───── Fragmento de página
Quizás sea necesario retrotraernos, por lo menos, al legado de las revoluciones de los siglos XVII y XVIII y la Ilustración para encontrar el origen de la expresión derechos humanos bajo la forma de “derechos del hombre”, que tras un largo y complejo proceso se fueron (y se siguen) ampliando. Al referirse a los derechos del hombre estas revoluciones y estos pensadores exigían ciertos derechos que tenían todos los hombres, universales, por el sólo hecho de ser hombres: el sustento teórico era el Derecho natural, se trataba de derechos naturales a la condición humana; los hombres a través de un contrato social, según el contractualismo, los garantizaban y hacían efectivos para toda la sociedad. Más tarde, estos derechos se explicaron como un producto histórico social, no como una característica esencial de un hombre abstracto, sino como el resultado del desarrollo histórico social protagonizado por hombres concretos. Así se explica porque fue posible empezar a negar derechos considerados sagrados por su supuesto carácter natural y comenzar a imponer otros, no por su origen natural, sino por la lucha de olvidadas fuerzas sociales.
Soy de los que considera acertada, más allá de la ecléctica y superficial mirada acusadora posmoderna, esta concepción del desarrollo social, adhiero a ella por su carácter científico. Adoptar este punto de vista como sustento de mi análisis explica, por lo menos tengo la esperanza que así sea, los juicios y valoraciones que realizaré en torno al tema en cuestión. Pero, como decíamos más arriba, en la “historia reciente” de la región y de nuestro país la expresión derechos humanos ha adquirido un sentido muy específico: la lucha por la verdad y la justicia en torno a la represión y los crímenes del terrorismo de estado en las últimas dictaduras del continente.
En nuestra dimensión espacio-temporal los otros derechos del hombre han tenido que buscar caminos alternativos para hacerse oír, para representarse. Seguramente reconquistarán su denominación “natural” en tanto nuestros avances en la verdad y la justicia y, fundamentalmente, en una síntesis histórica que sea arma espiritual en manos del accionar conciente de los sectores subalternos liberen o vuelvan a ampliar los significados posibles del concepto Derechos Humanos. Y esto es así porque la conmoción y ruptura social, política, cultural y psicológica provocada por el terrorismo de estado exigió una representación y un tratamiento exclusivo.
Por lo tanto, todo análisis sobre los Derechos Humanos en este sentido “restringido” exige una definición precisa de quienes eran y que objetivos se proponían las víctimas del terrorismo de estado, así como que fuerzas sociales y políticas los enfrentaron y reprimieron y por que. Estoy convencido que un análisis acertado de la evolución política de los derechos humanos en el país no puede aislarse, separarse metafísicamente del conjunto de la trama política nacional. No parece serio, por ejemplo, tomar un país de la región y decir: se creo tal organismo a nivel del estado, se juzgaron tantos criminales, se encontraron tantos compañeros desaparecidos, etc., en consecuencia la lucha por los derechos humanos en tal país avanzó más que en el nuestro.
──────────
● Consignas del ejercicio:
A: Según el texto sobre los derechos humanos, ¿cuál era el sustento teórico de los derechos del hombre que exigían las revoluciones de los siglos XVII y XVIII y la Ilustración?
B: Retoma el texto sobre los derechos humanos y continúalo a partir de su última oración.
───── Datos registrados
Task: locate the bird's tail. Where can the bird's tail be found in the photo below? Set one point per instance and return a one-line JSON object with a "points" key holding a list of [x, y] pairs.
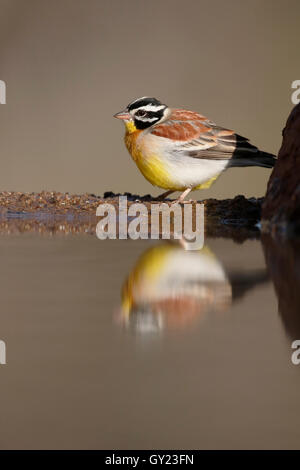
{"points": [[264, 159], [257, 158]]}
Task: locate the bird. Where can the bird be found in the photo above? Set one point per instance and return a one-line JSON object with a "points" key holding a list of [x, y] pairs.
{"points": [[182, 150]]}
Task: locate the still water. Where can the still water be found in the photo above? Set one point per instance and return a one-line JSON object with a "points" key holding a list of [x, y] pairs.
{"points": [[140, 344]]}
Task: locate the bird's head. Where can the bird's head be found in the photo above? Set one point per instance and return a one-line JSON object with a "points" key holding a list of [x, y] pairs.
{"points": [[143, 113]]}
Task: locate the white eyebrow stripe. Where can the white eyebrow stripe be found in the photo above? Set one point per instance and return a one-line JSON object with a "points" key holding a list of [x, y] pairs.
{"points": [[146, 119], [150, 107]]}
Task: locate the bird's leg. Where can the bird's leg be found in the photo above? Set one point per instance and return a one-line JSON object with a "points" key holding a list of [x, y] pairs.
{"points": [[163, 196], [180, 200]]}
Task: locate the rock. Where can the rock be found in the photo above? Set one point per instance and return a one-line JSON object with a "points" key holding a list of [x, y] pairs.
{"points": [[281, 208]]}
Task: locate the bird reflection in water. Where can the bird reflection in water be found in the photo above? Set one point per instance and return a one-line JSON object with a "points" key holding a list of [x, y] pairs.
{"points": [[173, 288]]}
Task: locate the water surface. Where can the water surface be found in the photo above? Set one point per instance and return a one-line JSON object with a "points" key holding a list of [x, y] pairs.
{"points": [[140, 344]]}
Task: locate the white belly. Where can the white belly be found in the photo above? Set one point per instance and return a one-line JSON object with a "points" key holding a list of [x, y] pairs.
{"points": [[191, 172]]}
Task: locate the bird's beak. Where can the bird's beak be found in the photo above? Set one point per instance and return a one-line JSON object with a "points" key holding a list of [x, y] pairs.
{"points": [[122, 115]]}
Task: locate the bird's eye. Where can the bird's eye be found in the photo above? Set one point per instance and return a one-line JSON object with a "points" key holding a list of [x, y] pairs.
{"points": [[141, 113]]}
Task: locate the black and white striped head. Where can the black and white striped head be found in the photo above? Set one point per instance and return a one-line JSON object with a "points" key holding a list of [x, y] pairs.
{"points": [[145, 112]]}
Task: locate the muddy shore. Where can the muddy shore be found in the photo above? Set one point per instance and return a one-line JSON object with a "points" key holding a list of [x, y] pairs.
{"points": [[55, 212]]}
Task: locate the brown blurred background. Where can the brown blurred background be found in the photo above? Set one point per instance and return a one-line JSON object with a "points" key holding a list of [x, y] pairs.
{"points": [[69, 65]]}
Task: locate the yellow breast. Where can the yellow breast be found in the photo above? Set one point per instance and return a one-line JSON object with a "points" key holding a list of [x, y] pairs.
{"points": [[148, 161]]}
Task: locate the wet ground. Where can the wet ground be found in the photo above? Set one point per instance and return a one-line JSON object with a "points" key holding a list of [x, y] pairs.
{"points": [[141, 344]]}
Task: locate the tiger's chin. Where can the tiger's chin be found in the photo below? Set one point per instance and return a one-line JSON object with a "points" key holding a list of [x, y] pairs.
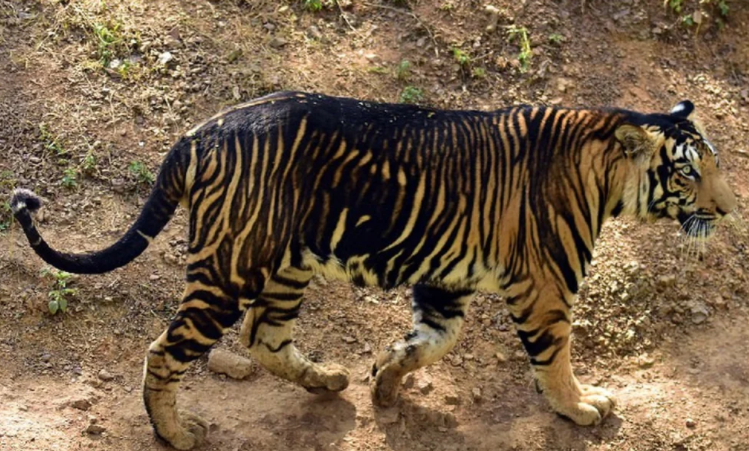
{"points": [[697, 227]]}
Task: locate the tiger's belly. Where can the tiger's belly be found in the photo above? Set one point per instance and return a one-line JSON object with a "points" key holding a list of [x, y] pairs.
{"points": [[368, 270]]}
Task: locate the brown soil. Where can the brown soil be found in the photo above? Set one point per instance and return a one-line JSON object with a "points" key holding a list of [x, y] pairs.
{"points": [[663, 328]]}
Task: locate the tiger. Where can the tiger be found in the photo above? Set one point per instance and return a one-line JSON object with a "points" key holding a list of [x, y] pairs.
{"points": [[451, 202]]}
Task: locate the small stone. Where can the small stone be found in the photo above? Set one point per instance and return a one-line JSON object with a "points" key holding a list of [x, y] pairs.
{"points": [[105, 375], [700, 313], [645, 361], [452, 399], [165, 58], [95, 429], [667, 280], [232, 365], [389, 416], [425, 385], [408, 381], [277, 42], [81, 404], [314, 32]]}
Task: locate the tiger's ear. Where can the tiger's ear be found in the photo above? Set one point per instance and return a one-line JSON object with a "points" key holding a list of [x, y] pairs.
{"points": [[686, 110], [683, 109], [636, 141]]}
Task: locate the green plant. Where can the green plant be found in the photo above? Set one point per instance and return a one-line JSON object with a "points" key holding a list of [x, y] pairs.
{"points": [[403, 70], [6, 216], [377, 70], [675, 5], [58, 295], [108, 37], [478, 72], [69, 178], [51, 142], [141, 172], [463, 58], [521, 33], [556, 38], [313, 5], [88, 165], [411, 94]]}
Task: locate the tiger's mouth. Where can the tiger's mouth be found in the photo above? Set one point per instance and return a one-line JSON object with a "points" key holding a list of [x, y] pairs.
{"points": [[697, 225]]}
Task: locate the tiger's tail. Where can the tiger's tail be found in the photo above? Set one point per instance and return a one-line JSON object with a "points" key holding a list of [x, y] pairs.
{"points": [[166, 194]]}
──────────
───── Datos registrados
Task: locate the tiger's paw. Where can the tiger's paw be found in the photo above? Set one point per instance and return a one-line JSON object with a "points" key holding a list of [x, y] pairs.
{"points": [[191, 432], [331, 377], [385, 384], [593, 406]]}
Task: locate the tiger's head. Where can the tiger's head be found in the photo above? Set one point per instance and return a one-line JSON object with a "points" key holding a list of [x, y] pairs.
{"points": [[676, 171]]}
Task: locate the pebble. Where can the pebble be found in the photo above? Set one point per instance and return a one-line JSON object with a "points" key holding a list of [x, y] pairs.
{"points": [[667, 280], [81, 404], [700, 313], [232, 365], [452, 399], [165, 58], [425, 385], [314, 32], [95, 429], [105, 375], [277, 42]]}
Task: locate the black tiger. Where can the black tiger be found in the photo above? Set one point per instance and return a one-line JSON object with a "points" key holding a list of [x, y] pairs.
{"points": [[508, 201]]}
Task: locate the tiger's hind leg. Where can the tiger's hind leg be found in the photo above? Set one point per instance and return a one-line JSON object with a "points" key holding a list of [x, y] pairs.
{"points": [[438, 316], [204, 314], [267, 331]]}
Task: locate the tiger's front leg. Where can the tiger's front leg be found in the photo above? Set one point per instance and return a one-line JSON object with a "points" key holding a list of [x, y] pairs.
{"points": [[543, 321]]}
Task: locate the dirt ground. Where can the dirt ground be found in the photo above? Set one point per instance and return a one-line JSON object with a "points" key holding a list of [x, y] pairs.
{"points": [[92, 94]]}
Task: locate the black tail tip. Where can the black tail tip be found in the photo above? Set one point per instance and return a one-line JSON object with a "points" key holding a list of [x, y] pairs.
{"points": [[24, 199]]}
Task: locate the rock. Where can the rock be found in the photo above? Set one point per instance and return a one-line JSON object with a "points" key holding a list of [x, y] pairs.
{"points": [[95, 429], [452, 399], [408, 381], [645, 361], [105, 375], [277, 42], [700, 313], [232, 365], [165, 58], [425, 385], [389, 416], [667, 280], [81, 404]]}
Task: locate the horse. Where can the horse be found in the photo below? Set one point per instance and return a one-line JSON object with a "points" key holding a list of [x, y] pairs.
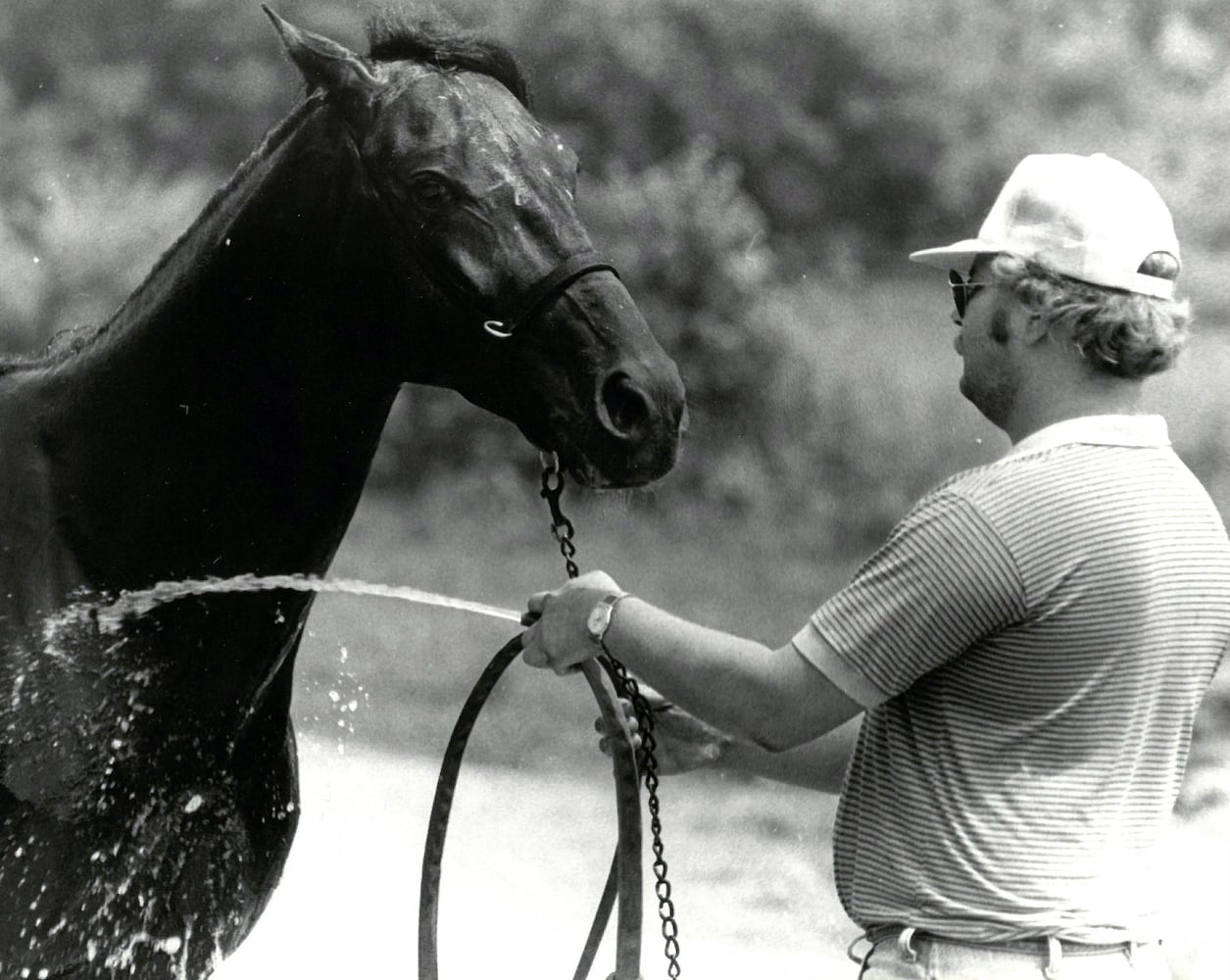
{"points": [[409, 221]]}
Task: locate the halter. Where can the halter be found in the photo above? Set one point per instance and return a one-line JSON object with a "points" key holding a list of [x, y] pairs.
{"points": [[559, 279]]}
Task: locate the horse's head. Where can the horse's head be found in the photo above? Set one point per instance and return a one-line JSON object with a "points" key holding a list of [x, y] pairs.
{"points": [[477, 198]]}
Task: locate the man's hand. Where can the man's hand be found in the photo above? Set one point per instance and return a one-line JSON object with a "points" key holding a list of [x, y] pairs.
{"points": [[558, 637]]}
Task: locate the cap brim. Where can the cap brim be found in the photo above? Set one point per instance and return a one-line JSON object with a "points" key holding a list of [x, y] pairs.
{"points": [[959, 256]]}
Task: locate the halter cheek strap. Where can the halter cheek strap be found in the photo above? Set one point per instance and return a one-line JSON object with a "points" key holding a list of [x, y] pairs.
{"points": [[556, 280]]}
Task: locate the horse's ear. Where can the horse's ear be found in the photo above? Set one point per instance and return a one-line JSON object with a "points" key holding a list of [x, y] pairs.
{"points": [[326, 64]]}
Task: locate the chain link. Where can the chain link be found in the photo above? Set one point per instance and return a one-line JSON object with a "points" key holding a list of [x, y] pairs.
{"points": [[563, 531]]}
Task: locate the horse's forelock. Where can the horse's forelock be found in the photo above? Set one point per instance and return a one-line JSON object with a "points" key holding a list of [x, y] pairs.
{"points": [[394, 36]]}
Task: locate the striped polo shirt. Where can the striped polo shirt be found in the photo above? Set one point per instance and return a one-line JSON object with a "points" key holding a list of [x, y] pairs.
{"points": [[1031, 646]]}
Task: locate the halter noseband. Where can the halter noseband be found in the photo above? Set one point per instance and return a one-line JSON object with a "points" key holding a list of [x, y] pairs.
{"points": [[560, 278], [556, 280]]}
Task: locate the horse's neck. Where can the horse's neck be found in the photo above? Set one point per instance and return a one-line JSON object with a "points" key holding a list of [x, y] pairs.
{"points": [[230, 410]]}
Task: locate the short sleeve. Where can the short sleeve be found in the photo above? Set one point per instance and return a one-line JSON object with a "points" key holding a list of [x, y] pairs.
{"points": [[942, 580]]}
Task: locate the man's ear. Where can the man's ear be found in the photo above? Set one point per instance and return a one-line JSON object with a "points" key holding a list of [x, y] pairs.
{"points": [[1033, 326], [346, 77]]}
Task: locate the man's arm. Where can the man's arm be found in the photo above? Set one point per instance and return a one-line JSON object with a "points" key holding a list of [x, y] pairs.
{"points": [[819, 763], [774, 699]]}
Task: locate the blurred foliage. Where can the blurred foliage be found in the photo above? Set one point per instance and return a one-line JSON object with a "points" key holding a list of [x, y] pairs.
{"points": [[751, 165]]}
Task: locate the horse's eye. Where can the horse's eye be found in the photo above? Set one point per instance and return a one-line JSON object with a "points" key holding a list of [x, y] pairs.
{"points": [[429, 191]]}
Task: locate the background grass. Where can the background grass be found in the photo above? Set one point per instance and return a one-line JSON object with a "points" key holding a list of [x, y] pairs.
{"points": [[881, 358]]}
──────────
───── Datos registrados
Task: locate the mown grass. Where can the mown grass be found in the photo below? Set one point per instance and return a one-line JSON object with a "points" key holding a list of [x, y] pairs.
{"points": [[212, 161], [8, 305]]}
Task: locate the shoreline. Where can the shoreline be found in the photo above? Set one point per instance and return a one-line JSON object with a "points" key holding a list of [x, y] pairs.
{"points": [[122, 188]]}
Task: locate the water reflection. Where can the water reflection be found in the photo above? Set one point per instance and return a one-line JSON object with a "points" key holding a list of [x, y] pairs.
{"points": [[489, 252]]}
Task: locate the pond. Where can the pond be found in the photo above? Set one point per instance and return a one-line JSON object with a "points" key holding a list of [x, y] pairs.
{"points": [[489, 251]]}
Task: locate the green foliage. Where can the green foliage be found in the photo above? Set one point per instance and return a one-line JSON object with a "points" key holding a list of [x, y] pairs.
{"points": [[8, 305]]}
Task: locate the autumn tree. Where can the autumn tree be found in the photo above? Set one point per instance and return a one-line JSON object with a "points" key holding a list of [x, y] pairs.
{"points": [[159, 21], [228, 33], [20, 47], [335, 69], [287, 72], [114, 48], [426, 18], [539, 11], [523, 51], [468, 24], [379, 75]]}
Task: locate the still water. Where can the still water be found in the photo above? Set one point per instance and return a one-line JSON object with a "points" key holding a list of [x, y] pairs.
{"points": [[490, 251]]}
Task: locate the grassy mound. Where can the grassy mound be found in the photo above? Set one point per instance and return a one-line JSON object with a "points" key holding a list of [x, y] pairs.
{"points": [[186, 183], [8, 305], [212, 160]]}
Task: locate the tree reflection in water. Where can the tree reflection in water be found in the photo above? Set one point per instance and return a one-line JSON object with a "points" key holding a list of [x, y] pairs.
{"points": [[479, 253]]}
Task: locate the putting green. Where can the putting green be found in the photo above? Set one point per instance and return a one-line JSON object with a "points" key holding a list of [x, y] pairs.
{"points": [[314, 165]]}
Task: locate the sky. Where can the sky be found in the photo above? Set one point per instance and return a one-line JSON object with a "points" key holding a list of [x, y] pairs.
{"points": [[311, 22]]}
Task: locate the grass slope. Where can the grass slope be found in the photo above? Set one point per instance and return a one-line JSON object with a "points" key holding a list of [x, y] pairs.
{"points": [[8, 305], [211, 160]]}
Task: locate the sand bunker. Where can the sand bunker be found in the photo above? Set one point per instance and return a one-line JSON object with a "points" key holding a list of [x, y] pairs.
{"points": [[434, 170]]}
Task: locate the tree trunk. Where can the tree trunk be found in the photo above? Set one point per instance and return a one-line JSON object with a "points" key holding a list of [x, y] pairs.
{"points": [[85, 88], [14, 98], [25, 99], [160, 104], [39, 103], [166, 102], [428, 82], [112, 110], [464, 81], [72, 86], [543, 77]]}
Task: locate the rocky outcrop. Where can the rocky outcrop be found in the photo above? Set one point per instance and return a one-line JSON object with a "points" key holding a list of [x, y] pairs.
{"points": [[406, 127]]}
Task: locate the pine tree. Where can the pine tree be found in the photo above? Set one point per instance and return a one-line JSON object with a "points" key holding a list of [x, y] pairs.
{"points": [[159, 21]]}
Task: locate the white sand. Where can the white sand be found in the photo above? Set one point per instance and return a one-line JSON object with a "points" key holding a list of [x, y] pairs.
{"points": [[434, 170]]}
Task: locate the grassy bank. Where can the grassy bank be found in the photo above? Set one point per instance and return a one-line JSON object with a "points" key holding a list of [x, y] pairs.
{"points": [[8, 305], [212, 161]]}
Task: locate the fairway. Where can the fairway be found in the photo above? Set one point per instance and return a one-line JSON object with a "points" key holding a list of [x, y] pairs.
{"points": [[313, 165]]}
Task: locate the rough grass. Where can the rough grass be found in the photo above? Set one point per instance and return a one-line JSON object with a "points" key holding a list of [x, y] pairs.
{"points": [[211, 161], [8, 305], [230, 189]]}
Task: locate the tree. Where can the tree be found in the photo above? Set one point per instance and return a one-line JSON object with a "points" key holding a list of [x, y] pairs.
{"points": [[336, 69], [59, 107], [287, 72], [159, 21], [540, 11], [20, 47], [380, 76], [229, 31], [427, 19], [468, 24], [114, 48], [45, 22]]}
──────────
● Respuestas del ejercicio:
A: El Derecho natural.

B:
Para estos análisis no importa si en el hipotético país los avances y retrocesos están más ligados a los movimientos de las elites políticas y no a un proceso de concientización de las grandes masas del pueblo que a la elección siguiente reeligen por un margen aún mayor al más conspicuo representante del neoliberalismo en la región. Y no es que aquellas medidas no sean positivas, que las desprecie. No; pero el problema es más complejo.
En general, los compañeros que sufrieron cárcel y tortura, o cayeron, o fueron desaparecidos durante la dictadura tenían ciertas características comunes. En su inmensa mayoría, podría decir salvo alguna excepción, eran militantes concientes, con definición antiimperialista y anticapitalista (lo que no supone homogeneidad ideológica), y provenientes de sectores subalternos; trabajadores, estudiantes, intelectuales, capas medias en general.
El objetivo de su acción política y social, más allá de matices, era la transformación social, subvertir el orden existente y la construcción de una realidad más justa. La clase dominante criolla y el imperialismo norteamericano aplicaron la represión y el golpe de estado como estrategia contraofensiva ante el avance de las fuerzas sociales y políticas portadoras del cambio, para conservar el orden establecido y, más aún, para implementar un reajuste económico, social, político, ideológico y cultural regresivo. Contaron para ello con la estructura de los partidos tradicionales mientras les fue posible, en todo momento con importantes sectores ultraderechistas de los mismos que integraban e integran la “cooperativa de votos” con aquellos sectores de los mismos partidos que se opusieron de forma inconsecuente o los que llegados a un punto del desarrollo del proceso se volvieron opositores y dejaron de prestar apoyo a los aspectos más agresivos de dicha política.
Es decir, la lucha por el cambio social y el antiimperialismo y la contraofensiva reaccionaria son la expresión política de un profundo proceso subyacente de lucha de clases. Lo que se debatía en los años 60 y 70 en el país y en la región, no única y fundamentalmente en el campo de las ideas sino en la relación de fuerzas sociales y políticas de la sociedad, era la alternativa entre el avance del cambio social o la conservación y retroceso de las estructuras existentes. Esto es muy sencillo y conocido, lo sé. Mas, lo expongo porque tengo mis serias dudas que los análisis que pululan sobre la cuestión de los derechos humanos sean sistemáticos, consecuentes con este necesario punto de partida.
Considero que es imposible comprender la situación actual de los derechos humanos en el país y realizar una acertada evaluación de su evolución sin abordarla y medirla desde este punto de vista. No se trata de un problema exclusivamente moral ni, sin dejar de atender la enorme carga emocional que tiene, de un asunto estrictamente sentimental en el sentido más superficial. Es un problema político y como tal hay que abordarlo. Es imprescindible un análisis desde el origen, su desarrollo y actual transformación del asunto como un componente más de la lucha de clases, del combate entre el cambio social y la reacción.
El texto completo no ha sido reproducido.